BEGIN Stored data
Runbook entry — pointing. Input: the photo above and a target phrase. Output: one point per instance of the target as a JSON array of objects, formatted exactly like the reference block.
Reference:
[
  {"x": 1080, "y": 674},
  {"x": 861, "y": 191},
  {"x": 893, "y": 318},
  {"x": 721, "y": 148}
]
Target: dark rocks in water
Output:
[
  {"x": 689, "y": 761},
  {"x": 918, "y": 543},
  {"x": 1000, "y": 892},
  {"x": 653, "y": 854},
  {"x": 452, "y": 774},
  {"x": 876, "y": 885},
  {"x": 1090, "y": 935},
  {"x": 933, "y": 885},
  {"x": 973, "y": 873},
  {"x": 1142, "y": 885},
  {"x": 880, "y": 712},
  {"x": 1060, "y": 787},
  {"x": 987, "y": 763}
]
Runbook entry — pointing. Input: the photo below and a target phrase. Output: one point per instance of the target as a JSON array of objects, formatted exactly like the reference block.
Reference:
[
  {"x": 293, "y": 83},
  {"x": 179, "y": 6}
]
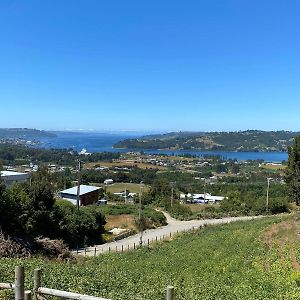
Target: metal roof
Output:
[
  {"x": 84, "y": 189},
  {"x": 11, "y": 173}
]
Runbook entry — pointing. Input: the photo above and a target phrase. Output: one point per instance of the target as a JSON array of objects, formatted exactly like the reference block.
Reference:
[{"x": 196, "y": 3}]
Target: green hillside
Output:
[
  {"x": 24, "y": 133},
  {"x": 250, "y": 140},
  {"x": 244, "y": 260}
]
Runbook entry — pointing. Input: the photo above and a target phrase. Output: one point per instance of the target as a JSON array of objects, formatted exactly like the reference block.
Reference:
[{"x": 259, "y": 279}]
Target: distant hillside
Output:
[
  {"x": 250, "y": 140},
  {"x": 24, "y": 133}
]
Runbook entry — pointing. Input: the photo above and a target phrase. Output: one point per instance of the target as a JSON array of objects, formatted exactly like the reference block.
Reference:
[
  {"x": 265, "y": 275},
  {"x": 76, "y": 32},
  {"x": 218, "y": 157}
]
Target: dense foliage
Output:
[
  {"x": 225, "y": 262},
  {"x": 292, "y": 174},
  {"x": 29, "y": 210},
  {"x": 250, "y": 140}
]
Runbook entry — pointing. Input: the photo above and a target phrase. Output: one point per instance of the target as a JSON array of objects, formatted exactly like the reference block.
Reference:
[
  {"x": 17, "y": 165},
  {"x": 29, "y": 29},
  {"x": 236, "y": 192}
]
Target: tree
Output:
[{"x": 292, "y": 172}]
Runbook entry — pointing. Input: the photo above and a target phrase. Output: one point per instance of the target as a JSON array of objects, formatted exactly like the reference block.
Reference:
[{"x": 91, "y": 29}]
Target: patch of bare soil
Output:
[{"x": 120, "y": 221}]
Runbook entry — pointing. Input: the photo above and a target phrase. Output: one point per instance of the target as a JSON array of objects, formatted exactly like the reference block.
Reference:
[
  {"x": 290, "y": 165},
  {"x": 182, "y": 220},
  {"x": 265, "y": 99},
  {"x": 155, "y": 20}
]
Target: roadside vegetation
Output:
[{"x": 244, "y": 260}]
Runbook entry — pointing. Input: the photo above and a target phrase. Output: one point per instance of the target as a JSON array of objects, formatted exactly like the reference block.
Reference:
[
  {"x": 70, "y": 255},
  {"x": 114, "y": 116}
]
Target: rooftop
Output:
[
  {"x": 11, "y": 173},
  {"x": 84, "y": 189}
]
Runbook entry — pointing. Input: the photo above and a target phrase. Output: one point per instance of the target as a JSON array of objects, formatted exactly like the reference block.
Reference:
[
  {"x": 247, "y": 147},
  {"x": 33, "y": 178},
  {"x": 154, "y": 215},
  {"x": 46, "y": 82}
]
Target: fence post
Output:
[
  {"x": 170, "y": 293},
  {"x": 36, "y": 282},
  {"x": 19, "y": 283},
  {"x": 28, "y": 295}
]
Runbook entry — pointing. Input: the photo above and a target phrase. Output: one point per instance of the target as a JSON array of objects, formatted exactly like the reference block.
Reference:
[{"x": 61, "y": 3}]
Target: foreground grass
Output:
[{"x": 224, "y": 262}]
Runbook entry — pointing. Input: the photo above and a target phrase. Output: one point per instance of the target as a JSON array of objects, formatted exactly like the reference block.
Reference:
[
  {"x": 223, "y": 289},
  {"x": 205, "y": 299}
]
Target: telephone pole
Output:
[
  {"x": 172, "y": 193},
  {"x": 78, "y": 185},
  {"x": 267, "y": 202},
  {"x": 140, "y": 213}
]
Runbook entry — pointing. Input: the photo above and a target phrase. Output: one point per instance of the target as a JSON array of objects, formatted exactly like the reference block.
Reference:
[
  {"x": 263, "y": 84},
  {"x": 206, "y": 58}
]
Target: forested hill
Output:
[
  {"x": 24, "y": 133},
  {"x": 250, "y": 140}
]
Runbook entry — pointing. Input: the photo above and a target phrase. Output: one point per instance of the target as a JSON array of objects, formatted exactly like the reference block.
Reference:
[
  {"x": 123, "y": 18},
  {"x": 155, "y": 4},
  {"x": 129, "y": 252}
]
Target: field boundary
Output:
[{"x": 38, "y": 291}]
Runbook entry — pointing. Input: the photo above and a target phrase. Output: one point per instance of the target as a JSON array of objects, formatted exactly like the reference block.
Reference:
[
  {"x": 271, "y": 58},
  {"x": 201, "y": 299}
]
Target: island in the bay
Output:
[
  {"x": 249, "y": 140},
  {"x": 26, "y": 136}
]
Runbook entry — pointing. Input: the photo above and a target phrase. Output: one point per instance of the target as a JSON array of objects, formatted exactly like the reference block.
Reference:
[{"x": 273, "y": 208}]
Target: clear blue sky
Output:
[{"x": 150, "y": 65}]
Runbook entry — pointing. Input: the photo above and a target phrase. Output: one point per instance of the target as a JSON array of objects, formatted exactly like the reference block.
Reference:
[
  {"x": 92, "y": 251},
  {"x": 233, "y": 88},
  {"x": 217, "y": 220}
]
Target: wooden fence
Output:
[
  {"x": 125, "y": 246},
  {"x": 38, "y": 291}
]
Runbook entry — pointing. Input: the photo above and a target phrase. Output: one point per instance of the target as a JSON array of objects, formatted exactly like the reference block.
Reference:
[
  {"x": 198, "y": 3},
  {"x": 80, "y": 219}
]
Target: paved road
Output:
[{"x": 152, "y": 235}]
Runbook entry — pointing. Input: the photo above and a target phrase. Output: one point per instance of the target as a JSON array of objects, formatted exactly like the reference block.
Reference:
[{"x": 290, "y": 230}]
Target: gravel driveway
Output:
[{"x": 152, "y": 235}]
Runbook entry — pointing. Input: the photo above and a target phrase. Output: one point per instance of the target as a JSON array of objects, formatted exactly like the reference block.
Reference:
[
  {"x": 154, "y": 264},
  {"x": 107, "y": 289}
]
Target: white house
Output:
[
  {"x": 108, "y": 181},
  {"x": 201, "y": 198},
  {"x": 10, "y": 177},
  {"x": 87, "y": 194}
]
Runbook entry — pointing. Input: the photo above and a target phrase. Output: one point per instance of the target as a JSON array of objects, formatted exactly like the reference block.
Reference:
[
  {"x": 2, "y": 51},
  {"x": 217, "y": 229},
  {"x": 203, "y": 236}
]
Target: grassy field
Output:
[
  {"x": 244, "y": 260},
  {"x": 120, "y": 187},
  {"x": 122, "y": 163}
]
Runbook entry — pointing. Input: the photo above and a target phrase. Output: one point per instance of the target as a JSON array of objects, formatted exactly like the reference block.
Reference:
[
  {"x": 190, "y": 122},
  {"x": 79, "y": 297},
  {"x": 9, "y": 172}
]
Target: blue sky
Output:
[{"x": 150, "y": 65}]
END Stored data
Written task: Each line above is to be copied verbatim. Drop any image from the copy.

Answer for this exercise:
Runbook entry — pointing. Input: the photo above and a target phrase. Output: one point per instance of the target as a JSON array of objects, formatted exactly like the reference block.
Reference:
[
  {"x": 1080, "y": 674},
  {"x": 861, "y": 191},
  {"x": 893, "y": 318},
  {"x": 721, "y": 148}
]
Target: dark rocks in water
Output:
[
  {"x": 689, "y": 761},
  {"x": 918, "y": 543},
  {"x": 1000, "y": 892},
  {"x": 653, "y": 854},
  {"x": 452, "y": 774},
  {"x": 876, "y": 885},
  {"x": 1090, "y": 935},
  {"x": 933, "y": 885},
  {"x": 973, "y": 873},
  {"x": 1142, "y": 885},
  {"x": 880, "y": 712},
  {"x": 1060, "y": 787},
  {"x": 987, "y": 763}
]
Runbook entry — pointing. Input: the photo below and a target phrase. Output: one point per instance of the target as a JSON array of objects, formatted exactly like the reference block.
Reference:
[
  {"x": 293, "y": 83},
  {"x": 179, "y": 6}
]
Target: metal roof
Output:
[
  {"x": 84, "y": 189},
  {"x": 11, "y": 173}
]
Runbook entry — pointing. Input: the photo above and a target phrase. Output: one point per instance of the target as a JSON array of objects, formatted exactly like the reference block.
Reference:
[{"x": 196, "y": 3}]
Target: green hillside
Output:
[
  {"x": 24, "y": 133},
  {"x": 250, "y": 140},
  {"x": 244, "y": 260}
]
Runbook entry — pointing. Input: the photo above and a target phrase. Output: one point per instance of the target as a JSON array of objects, formatted exactly like the reference block.
Reference:
[{"x": 259, "y": 279}]
Target: distant hillside
Output:
[
  {"x": 250, "y": 140},
  {"x": 24, "y": 133}
]
Runbook entry — pointing. Input: the photo above and a target phrase. Output: one point per instance of the target as a JSON array of objects, formatted exactly like the reference block.
Reference:
[
  {"x": 265, "y": 275},
  {"x": 76, "y": 32},
  {"x": 218, "y": 157}
]
Target: dense foliage
Output:
[
  {"x": 225, "y": 262},
  {"x": 292, "y": 174},
  {"x": 29, "y": 210},
  {"x": 250, "y": 140}
]
Runbook entry — pointing. Input: the photo above and a target phrase. Output: one point per instance of the target as a JSON array of objects, formatted exactly like the reference block.
Reference:
[
  {"x": 17, "y": 165},
  {"x": 29, "y": 29},
  {"x": 236, "y": 192}
]
Target: tree
Output:
[{"x": 292, "y": 172}]
Runbook entry — pointing. Input: the photo above and a target phrase. Output: one point per instance of the target as a JSON array of objects, formatted exactly like the reference block.
Reference:
[{"x": 91, "y": 29}]
Target: patch of bare soil
Output:
[{"x": 120, "y": 221}]
Runbook entry — pointing. Input: the photo above and a target phrase. Output: one point per instance of the target as a JSON array of objects, formatted exactly like the reference block.
Reference:
[
  {"x": 290, "y": 165},
  {"x": 182, "y": 220},
  {"x": 265, "y": 99},
  {"x": 155, "y": 20}
]
Target: roadside vegetation
Output:
[{"x": 244, "y": 260}]
Runbook entry — pointing. Input: the photo above and a target phrase. Output: one point per instance of the target as a JSON array of objects, formatted exactly like the reference block.
Reference:
[
  {"x": 70, "y": 255},
  {"x": 114, "y": 116}
]
Target: rooftop
Output:
[
  {"x": 11, "y": 173},
  {"x": 84, "y": 189}
]
Runbook entry — pointing. Input: the photo above and a target phrase. Output: one point per instance of the target as a JSON array of objects, formatted exactly like the reference block.
Reference:
[
  {"x": 247, "y": 147},
  {"x": 33, "y": 178},
  {"x": 154, "y": 215},
  {"x": 46, "y": 82}
]
Target: fence post
Output:
[
  {"x": 170, "y": 293},
  {"x": 36, "y": 282},
  {"x": 19, "y": 283},
  {"x": 28, "y": 295}
]
Runbook entry — pointing. Input: the photo above and a target phrase. Output: one point per instance of the target as a JSON array of objects, formatted exactly like the reference block.
Reference:
[{"x": 61, "y": 3}]
Target: foreground grass
Output:
[{"x": 224, "y": 262}]
Runbook entry — pointing. Input: the photo above and a target phrase. Output: one point per instance of the target as a JSON array of objects, formatted exactly like the reference block.
Reference:
[
  {"x": 223, "y": 289},
  {"x": 205, "y": 299}
]
Target: telephone pole
Output:
[
  {"x": 172, "y": 193},
  {"x": 78, "y": 185},
  {"x": 267, "y": 202},
  {"x": 140, "y": 213}
]
Runbook entry — pointing. Input: the photo above and a target phrase. Output: one point per instance of the target as a JSON array of objects, formatted exactly like the reference block.
Reference:
[
  {"x": 263, "y": 84},
  {"x": 206, "y": 58}
]
Target: forested hill
Output:
[
  {"x": 24, "y": 133},
  {"x": 250, "y": 140}
]
Runbook entry — pointing. Input: the photo above and a target phrase. Output: one point per instance of the target as a JSON array of objects, formatted exactly like the reference block.
Reference:
[
  {"x": 123, "y": 18},
  {"x": 155, "y": 4},
  {"x": 129, "y": 252}
]
Target: field boundary
Output:
[{"x": 38, "y": 291}]
Runbook entry — pointing. Input: the photo above and a target phrase. Output: one point per instance of the target as a JSON array of objects, formatted exactly like the reference block.
Reference:
[
  {"x": 271, "y": 58},
  {"x": 201, "y": 299}
]
Target: island in the bay
Output:
[
  {"x": 249, "y": 140},
  {"x": 26, "y": 136}
]
Runbook entry — pointing. Input: the photo above and a target phrase. Output: one point per instance of the target as a JSON array of objects, formatted exactly like the reference block.
Reference:
[{"x": 273, "y": 208}]
Target: clear blue sky
Output:
[{"x": 150, "y": 65}]
Runbook entry — pointing. Input: the photo above and a target phrase. Output: one point per instance of the target as a JSON array of objects, formatted exactly like the reference block.
Reference:
[
  {"x": 92, "y": 251},
  {"x": 233, "y": 88},
  {"x": 217, "y": 220}
]
Target: wooden fence
Output:
[
  {"x": 125, "y": 246},
  {"x": 38, "y": 291}
]
Runbook entry — pointing. Input: the photo above and a target phrase. Output: one point per instance of the target as a JSON array of objects, formatted exactly like the reference block.
Reference:
[
  {"x": 198, "y": 3},
  {"x": 80, "y": 219}
]
Target: paved road
Output:
[{"x": 152, "y": 235}]
Runbook entry — pointing. Input: the photo above and a target phrase. Output: one point per instance of the target as a JSON array of objects, formatted exactly like the reference block.
Reference:
[{"x": 290, "y": 230}]
Target: gravel driveway
Output:
[{"x": 152, "y": 235}]
Runbook entry — pointing. Input: the photo above and a target phrase. Output: one point per instance of the target as a JSON array of objects, formatted exactly like the reference block.
Reference:
[
  {"x": 154, "y": 264},
  {"x": 107, "y": 289}
]
Target: white house
Output:
[
  {"x": 108, "y": 181},
  {"x": 201, "y": 198},
  {"x": 10, "y": 177},
  {"x": 87, "y": 194}
]
Runbook entry — pointing. Input: the photo above and a target phrase. Output: one point per instance of the target as a JSON array of objects, formatted exactly like the reference block.
Reference:
[
  {"x": 2, "y": 51},
  {"x": 217, "y": 229},
  {"x": 203, "y": 236}
]
Target: grassy field
Output:
[
  {"x": 244, "y": 260},
  {"x": 120, "y": 187},
  {"x": 122, "y": 163}
]
Runbook entry — pointing. Input: the photo above and a target phrase. Output: one point per instance of the target as a JSON array of objects, formatted exactly like the reference block.
Reference:
[
  {"x": 190, "y": 122},
  {"x": 79, "y": 297},
  {"x": 9, "y": 172}
]
Target: blue sky
Output:
[{"x": 150, "y": 65}]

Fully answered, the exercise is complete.